▶ _Problem to solve_
The entries that follow should be written out exactly.

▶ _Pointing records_
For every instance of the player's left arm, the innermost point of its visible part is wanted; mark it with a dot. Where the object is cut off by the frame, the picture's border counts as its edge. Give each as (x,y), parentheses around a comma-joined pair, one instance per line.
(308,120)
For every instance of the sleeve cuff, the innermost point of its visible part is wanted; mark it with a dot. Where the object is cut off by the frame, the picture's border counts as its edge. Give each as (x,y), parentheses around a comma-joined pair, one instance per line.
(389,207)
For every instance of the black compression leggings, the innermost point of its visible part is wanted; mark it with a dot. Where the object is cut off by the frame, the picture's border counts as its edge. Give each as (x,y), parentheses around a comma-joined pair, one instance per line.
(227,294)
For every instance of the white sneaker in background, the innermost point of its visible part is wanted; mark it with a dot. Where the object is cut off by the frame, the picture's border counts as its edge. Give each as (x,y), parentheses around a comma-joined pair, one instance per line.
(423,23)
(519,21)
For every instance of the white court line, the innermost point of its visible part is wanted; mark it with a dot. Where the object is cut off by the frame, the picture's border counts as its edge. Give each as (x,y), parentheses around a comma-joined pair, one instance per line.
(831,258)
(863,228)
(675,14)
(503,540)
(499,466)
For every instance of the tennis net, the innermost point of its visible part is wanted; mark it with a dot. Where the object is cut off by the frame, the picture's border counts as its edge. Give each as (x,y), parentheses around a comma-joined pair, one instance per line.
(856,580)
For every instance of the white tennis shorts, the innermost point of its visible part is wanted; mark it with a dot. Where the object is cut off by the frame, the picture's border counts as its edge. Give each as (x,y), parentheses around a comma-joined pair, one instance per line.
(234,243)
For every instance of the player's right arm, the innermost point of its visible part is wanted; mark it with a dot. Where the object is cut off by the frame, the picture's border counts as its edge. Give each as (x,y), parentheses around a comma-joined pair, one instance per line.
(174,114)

▶ _Response_
For every instance of the player's left arm, the innermost point of its visible part is wanted; mark it with a dot. Where the object is cut off by the frame, the picture's border counts as its edge. Give each as (x,y), parentheses around a comma-joined pair, one instance per line.
(308,120)
For every instance of the sleeve cuff, the innermost point of its visible part is wanted; mark it with a dot. Where the object is cut off by the frame, the picture's border counts as its edge. Give each as (x,y), parentheses around a comma-joined pair, one instance per line.
(389,207)
For every instance of the black compression leggings, the innermost point of its visible part is wanted; mark it with a dot. Where the object is cut off by the frame, the picture's border counts as its edge. Give each as (x,y), parentheses around a comma-joined pair, one instance per line.
(227,294)
For every instance of the white sneaker in background, the innermost point of its visible part is wanted; mark it with a dot. Where the object is cut off by the frame, the picture's border counts as its edge. Give each as (x,y), parentheses around a comma-joined pair, one instance per line.
(423,23)
(519,21)
For every instance of the white court line, the innermost point of its visible part is wanted; mark it with a dot. Where the object is cut off by the frame, the picture's border counts as its edge. Give each as (x,y), parentheses around a comma-joined pair, one instance per line.
(831,258)
(863,228)
(675,14)
(503,540)
(499,466)
For every instance of the tennis net, the innermost point of its visible part is wanted; mark it with a dot. Where the object is cut off by the frame, the picture's border counts as its edge. Give each as (x,y), parentheses around a comma-joined pair, one instance per line.
(856,580)
For every instance of the white tennis shorts, the innermost point of its visible part is wanted; mark it with a dot. Where the object is cut off by the frame, the picture's border counts as its edge. Give each as (x,y), parentheses around a comma-joined pair, one instance per line.
(234,243)
For every instance of the player's right arm, the innermost point of its visible part is wanted; mark it with a dot. Where the object is cut off by the frame, the picture's border counts as its edge. Give each as (x,y), parentheses around a comma-joined pair, one instance per line.
(174,114)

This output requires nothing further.